### Dataset excerpt
***
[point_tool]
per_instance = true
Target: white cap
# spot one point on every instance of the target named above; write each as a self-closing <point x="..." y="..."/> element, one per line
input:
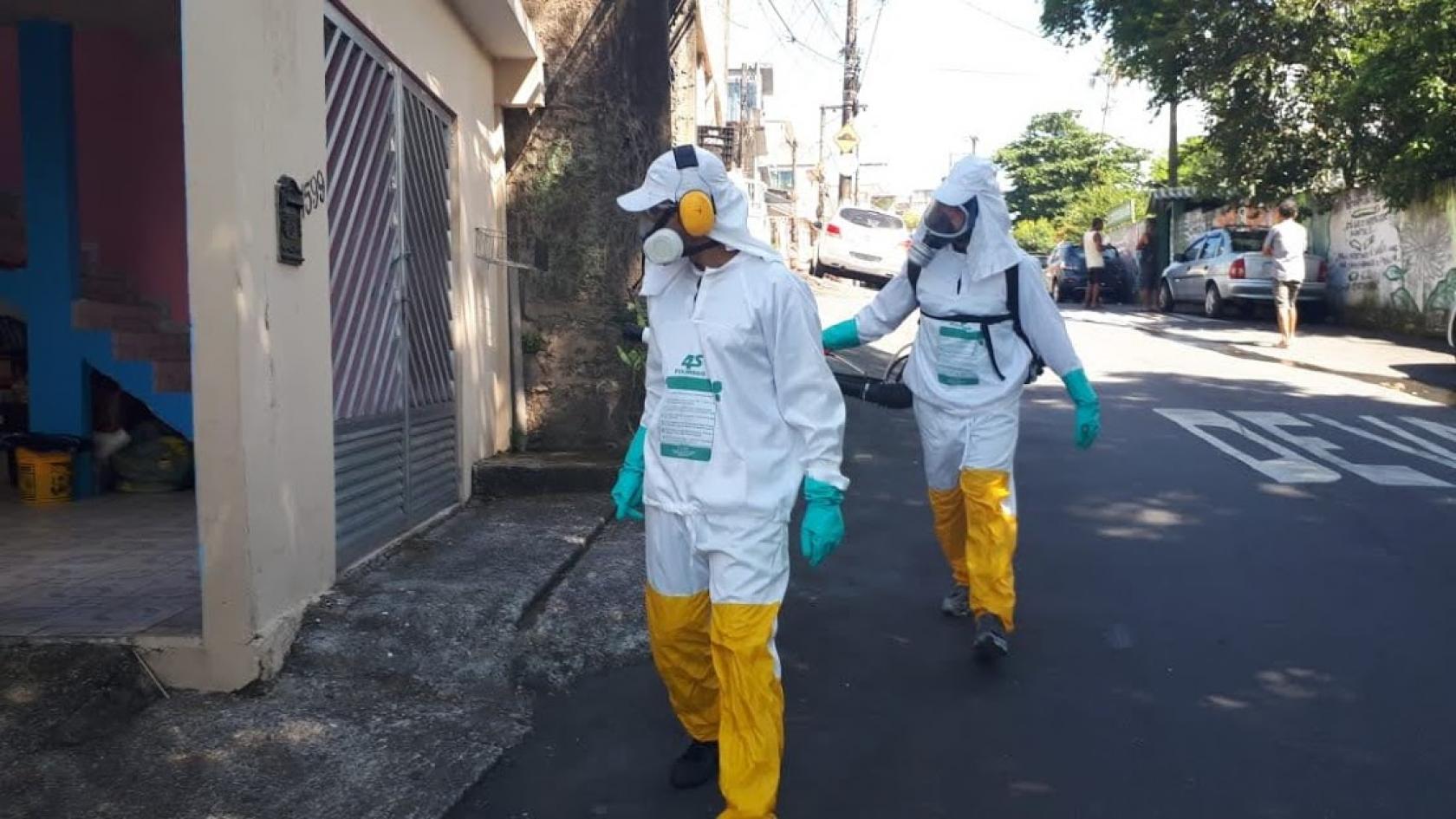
<point x="666" y="183"/>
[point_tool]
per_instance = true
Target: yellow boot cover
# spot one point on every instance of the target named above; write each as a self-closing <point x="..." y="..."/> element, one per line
<point x="678" y="628"/>
<point x="991" y="543"/>
<point x="751" y="741"/>
<point x="948" y="513"/>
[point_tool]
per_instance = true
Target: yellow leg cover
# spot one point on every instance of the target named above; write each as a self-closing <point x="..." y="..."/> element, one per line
<point x="751" y="741"/>
<point x="991" y="543"/>
<point x="678" y="628"/>
<point x="948" y="513"/>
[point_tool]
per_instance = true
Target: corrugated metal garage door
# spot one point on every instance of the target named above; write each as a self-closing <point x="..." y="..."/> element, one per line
<point x="389" y="274"/>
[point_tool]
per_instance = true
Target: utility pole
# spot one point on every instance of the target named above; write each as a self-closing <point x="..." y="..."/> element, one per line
<point x="1173" y="143"/>
<point x="850" y="79"/>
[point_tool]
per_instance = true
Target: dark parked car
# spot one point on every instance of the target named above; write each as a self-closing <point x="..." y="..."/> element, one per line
<point x="1066" y="274"/>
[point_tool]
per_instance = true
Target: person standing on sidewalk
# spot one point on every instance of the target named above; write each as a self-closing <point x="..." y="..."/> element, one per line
<point x="1092" y="250"/>
<point x="985" y="318"/>
<point x="1286" y="244"/>
<point x="1147" y="264"/>
<point x="741" y="412"/>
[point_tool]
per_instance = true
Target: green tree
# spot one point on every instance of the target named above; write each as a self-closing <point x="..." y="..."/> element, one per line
<point x="1036" y="235"/>
<point x="1401" y="89"/>
<point x="1301" y="95"/>
<point x="1200" y="166"/>
<point x="1057" y="159"/>
<point x="1155" y="41"/>
<point x="1096" y="203"/>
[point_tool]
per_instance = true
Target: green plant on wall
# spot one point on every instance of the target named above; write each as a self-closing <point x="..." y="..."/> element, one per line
<point x="1443" y="296"/>
<point x="634" y="356"/>
<point x="1401" y="297"/>
<point x="532" y="342"/>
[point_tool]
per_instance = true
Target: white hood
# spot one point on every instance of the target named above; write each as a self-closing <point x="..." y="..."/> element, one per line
<point x="991" y="248"/>
<point x="666" y="183"/>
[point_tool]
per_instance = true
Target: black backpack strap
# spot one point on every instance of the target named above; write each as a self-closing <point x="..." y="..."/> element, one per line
<point x="1014" y="302"/>
<point x="1014" y="306"/>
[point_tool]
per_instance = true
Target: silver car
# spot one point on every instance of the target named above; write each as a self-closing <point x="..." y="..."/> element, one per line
<point x="1228" y="267"/>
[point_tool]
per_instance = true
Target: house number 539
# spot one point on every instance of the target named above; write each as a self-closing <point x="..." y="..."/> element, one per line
<point x="315" y="192"/>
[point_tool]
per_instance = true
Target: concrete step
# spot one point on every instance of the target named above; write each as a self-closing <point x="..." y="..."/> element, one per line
<point x="545" y="472"/>
<point x="107" y="289"/>
<point x="150" y="348"/>
<point x="89" y="314"/>
<point x="172" y="376"/>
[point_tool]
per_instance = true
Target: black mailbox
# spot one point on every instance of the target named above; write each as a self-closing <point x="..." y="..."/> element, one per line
<point x="290" y="220"/>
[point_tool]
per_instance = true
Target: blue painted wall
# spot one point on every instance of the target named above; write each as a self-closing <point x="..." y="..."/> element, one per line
<point x="45" y="289"/>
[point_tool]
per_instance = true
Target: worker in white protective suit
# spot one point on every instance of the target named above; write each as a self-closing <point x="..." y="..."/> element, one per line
<point x="986" y="327"/>
<point x="741" y="412"/>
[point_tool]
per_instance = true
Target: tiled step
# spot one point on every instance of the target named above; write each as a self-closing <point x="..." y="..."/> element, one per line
<point x="88" y="314"/>
<point x="107" y="289"/>
<point x="150" y="348"/>
<point x="172" y="376"/>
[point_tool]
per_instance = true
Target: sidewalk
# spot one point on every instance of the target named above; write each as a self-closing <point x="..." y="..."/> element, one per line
<point x="1415" y="366"/>
<point x="1419" y="366"/>
<point x="405" y="686"/>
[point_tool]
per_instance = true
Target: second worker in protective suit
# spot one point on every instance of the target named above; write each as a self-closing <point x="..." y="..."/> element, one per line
<point x="741" y="413"/>
<point x="986" y="321"/>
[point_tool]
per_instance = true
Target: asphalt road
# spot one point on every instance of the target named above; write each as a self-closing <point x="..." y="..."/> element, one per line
<point x="1209" y="626"/>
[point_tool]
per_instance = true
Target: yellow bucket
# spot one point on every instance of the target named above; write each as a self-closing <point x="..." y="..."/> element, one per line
<point x="45" y="477"/>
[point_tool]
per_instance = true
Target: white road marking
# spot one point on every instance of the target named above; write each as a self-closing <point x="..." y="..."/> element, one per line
<point x="1385" y="476"/>
<point x="1289" y="468"/>
<point x="1440" y="452"/>
<point x="1440" y="430"/>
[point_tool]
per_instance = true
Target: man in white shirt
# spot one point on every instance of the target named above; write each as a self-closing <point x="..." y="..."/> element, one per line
<point x="1286" y="245"/>
<point x="1092" y="247"/>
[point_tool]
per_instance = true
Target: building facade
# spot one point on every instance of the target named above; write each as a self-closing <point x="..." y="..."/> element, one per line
<point x="270" y="226"/>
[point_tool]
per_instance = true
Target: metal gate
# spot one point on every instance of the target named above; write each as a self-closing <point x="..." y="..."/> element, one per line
<point x="389" y="276"/>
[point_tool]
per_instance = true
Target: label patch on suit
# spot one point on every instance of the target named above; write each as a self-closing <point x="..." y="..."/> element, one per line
<point x="687" y="421"/>
<point x="959" y="356"/>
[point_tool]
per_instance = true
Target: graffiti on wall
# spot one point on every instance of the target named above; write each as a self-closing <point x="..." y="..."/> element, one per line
<point x="1398" y="260"/>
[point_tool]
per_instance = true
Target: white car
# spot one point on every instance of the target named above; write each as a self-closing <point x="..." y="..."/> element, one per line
<point x="864" y="244"/>
<point x="1451" y="328"/>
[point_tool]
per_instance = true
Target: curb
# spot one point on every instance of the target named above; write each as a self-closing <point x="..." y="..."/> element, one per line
<point x="550" y="472"/>
<point x="1408" y="385"/>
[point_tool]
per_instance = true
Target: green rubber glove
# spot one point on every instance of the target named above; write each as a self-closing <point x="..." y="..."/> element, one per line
<point x="627" y="490"/>
<point x="842" y="335"/>
<point x="823" y="521"/>
<point x="1089" y="412"/>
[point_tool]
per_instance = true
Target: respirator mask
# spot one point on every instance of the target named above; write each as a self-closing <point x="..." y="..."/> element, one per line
<point x="944" y="226"/>
<point x="695" y="211"/>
***
### Exercise brief
Repeat the lines above exactly, and keep every picture out.

### Result of the task
[point_tool]
per_instance = true
Target: white cap
# spot one point on every instance of the target named above; write each as a self-closing <point x="..." y="..."/> element, one per line
input:
<point x="666" y="183"/>
[point_tool]
per_instance = true
Target: yellow boot cover
# spot one point on every instance of the target named above; write each as a self-closing <point x="..." y="..."/> element, one per line
<point x="678" y="628"/>
<point x="991" y="543"/>
<point x="751" y="741"/>
<point x="948" y="513"/>
[point_tool]
per_instance = true
Target: yellow leg cover
# spot one point on every instance of the target named above; write each as a self-closing <point x="..." y="..."/> element, one per line
<point x="751" y="741"/>
<point x="991" y="543"/>
<point x="678" y="628"/>
<point x="948" y="513"/>
[point_tool]
per_instance = true
Target: corrugated metal garage door
# spot one point on every instance of the target named above; write each as a self-closing <point x="..." y="..."/> element, one per line
<point x="389" y="274"/>
[point_tool]
per_instance = true
Target: utility pole
# spot one point on every instance of the target named above; write each as a self-closing <point x="..." y="..."/> element, one per line
<point x="1173" y="143"/>
<point x="850" y="79"/>
[point_tool]
per_instance = true
Target: dark parked car
# spot one point on every instance of the target named above; write each as a self-closing <point x="..." y="..."/> element, one per line
<point x="1066" y="274"/>
[point_tool]
per_instance = true
Target: person standing on sidewalk
# spot one point on every instance of the target named above; write each as a self-closing <point x="..." y="..."/> element, one per line
<point x="1092" y="250"/>
<point x="985" y="318"/>
<point x="1286" y="244"/>
<point x="1147" y="264"/>
<point x="741" y="412"/>
[point_tool]
per_instance = true
Target: green tree
# spot one point on every instance of the target named above; write each as a self-closing <point x="..." y="..."/> element, one per line
<point x="1036" y="235"/>
<point x="1401" y="89"/>
<point x="1301" y="95"/>
<point x="1200" y="166"/>
<point x="1057" y="159"/>
<point x="1155" y="41"/>
<point x="1096" y="203"/>
[point_tool]
per_instance = true
Target: green plant on wall
# spot one point on every instance of the target named above; write each as a self-closing <point x="..." y="..."/> element, one per line
<point x="1443" y="296"/>
<point x="634" y="356"/>
<point x="1401" y="297"/>
<point x="532" y="342"/>
[point_tool]
per_instance = true
Target: white hood
# spot one point on every instance of the target named above; write each as a self-closing <point x="..." y="..."/> element, one per line
<point x="991" y="248"/>
<point x="666" y="183"/>
[point_tool]
per_instance = true
Target: black backpack strap
# spot one point on every instance of the target named above; write each as a self-closing <point x="..." y="..."/> element, one per line
<point x="1014" y="302"/>
<point x="1014" y="306"/>
[point_tool]
per_instance = true
Target: silver car
# spot one point on every instance of the target named above; write each as a self-closing <point x="..." y="..."/> element, one per line
<point x="1228" y="267"/>
[point_tool]
per_instance = true
Target: house number 539
# spot one point on every instance of the target named above; write each as a self-closing <point x="..." y="..."/> element, one per line
<point x="315" y="192"/>
[point_tool]
per_instance = true
Target: concrete step
# spot one point on every instance of the target named above; write each as a self-closing <point x="..." y="..."/> element, one per line
<point x="545" y="472"/>
<point x="107" y="289"/>
<point x="150" y="348"/>
<point x="89" y="314"/>
<point x="172" y="376"/>
[point_tool]
per_instance = true
Target: black mailbox
# spot one point on every instance of the target named above; write each as a self-closing <point x="..." y="..."/> element, one per line
<point x="290" y="220"/>
[point_tool]
per_instance = true
Target: blue painted wall
# spot one point on every instance of the target named above; write each as a self-closing <point x="..." y="..."/> element, one per line
<point x="45" y="289"/>
[point_tool]
per_instance = true
Target: worker in white protective suit
# spot one point on every instance of the target named above; write each as a self-closing <point x="..." y="..."/> element, one per line
<point x="986" y="327"/>
<point x="741" y="412"/>
[point_tool]
per_instance = true
Target: tiled step
# spot one point on every instance of the target named above; write each as a self-closing <point x="..." y="..."/> element, one per line
<point x="88" y="314"/>
<point x="107" y="289"/>
<point x="150" y="348"/>
<point x="172" y="376"/>
[point_tool]
per_instance = true
Target: sidewalk
# spot one point on every instance of the target named above; write each as a self-closing <point x="..." y="..."/> element, one per line
<point x="1415" y="366"/>
<point x="1419" y="366"/>
<point x="405" y="686"/>
[point_tool]
per_instance = true
Target: second worker in protective suit
# spot one point on every instance of the target named above; write each as a self-closing <point x="..." y="..."/> element, one per line
<point x="741" y="413"/>
<point x="986" y="321"/>
[point_tool]
per_instance = true
Target: asphalt road
# spot one point on every instance of the target named above; write each as a self-closing <point x="..." y="..."/> element, one per line
<point x="1209" y="626"/>
[point_tool]
per_instance = true
Target: yellow bucket
# spot one point on every instance of the target named above; write each as a self-closing <point x="..." y="..."/> element, one per line
<point x="45" y="477"/>
[point_tool]
per_instance = true
Target: white road marking
# spot one point on every instance of the target named above; write each as a self-closing <point x="..." y="..."/> element, one per line
<point x="1385" y="476"/>
<point x="1289" y="468"/>
<point x="1440" y="452"/>
<point x="1440" y="430"/>
[point_tool]
per_instance = true
Target: man in white shirt
# spot one point on every instance of the target named above; write each as a self-closing <point x="..." y="..."/> element, one per line
<point x="1286" y="245"/>
<point x="1092" y="247"/>
[point_tool]
per_instance = true
Target: building facade
# spot one point on every instance of the target named above; write each as a self-closing <point x="..." y="..."/> element, one per line
<point x="270" y="226"/>
[point_tool]
per_instance = true
Target: metal gate
# spot one point on every instance of the target named above; write each as a self-closing <point x="..." y="..."/> element, one per line
<point x="389" y="276"/>
[point_tool]
per_instance = true
Target: label patch on suit
# spot one point on every instance of the target named above; write each as a self-closing <point x="..." y="..."/> element, one per line
<point x="687" y="421"/>
<point x="959" y="356"/>
[point_tool]
per_instance = true
Target: graffiti on wall
# spot one point on every instance of the target named above; write each as a self-closing <point x="..." y="..."/> element, one per line
<point x="1398" y="260"/>
[point_tool]
per_instance = true
Target: white car
# spot one point on every instance of the target named above; write each as a self-closing <point x="..." y="..."/> element, one per line
<point x="864" y="244"/>
<point x="1451" y="328"/>
[point_tool]
per_instance = true
Target: curb
# spot one point on every instance of the target named above; write each as a self-closing <point x="..." y="..."/> element, one per line
<point x="550" y="472"/>
<point x="1408" y="385"/>
[point_tool]
per_instance = true
Target: green rubber glove
# spot one point on every instance of the target named above; write each as a self-closing <point x="..." y="..."/> element, one per line
<point x="627" y="490"/>
<point x="842" y="335"/>
<point x="823" y="521"/>
<point x="1089" y="412"/>
[point_tool]
per_instance = true
Target: respirator mask
# spot one point on every instance of the target named above; write each as a self-closing <point x="..." y="..."/> element, one per line
<point x="944" y="226"/>
<point x="695" y="211"/>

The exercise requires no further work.